[Image-grounded pointing data]
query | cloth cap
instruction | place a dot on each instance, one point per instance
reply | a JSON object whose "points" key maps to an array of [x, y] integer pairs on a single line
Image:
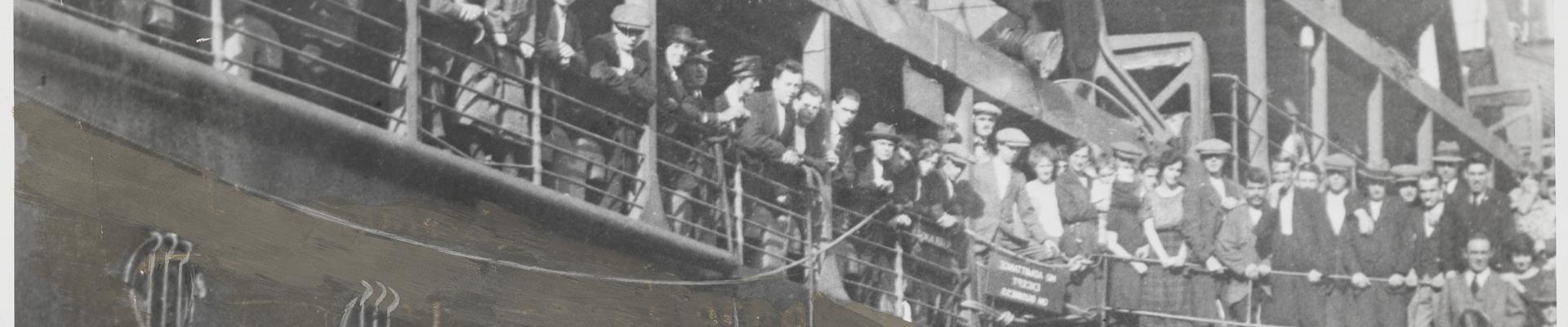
{"points": [[632, 15], [987, 107], [1128, 150], [959, 153], [1339, 163], [1407, 173], [1448, 151], [1012, 137], [883, 131], [1213, 146]]}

EXERCISE GOAL:
Only the lines from the line with "instruction | place" through the end of the entries above, copied exactly and with both ends included, belong in the response; the pictures do not.

EXERCISE SOLUTION:
instruction | place a dot on each instance, one point per instance
reply | a JSON object whose "points" key maps to an array of [x, y] integer pairs on a single line
Image:
{"points": [[632, 15], [987, 107], [1128, 150], [959, 153], [1339, 163], [1407, 173], [1448, 151], [1012, 137], [883, 131], [1213, 146]]}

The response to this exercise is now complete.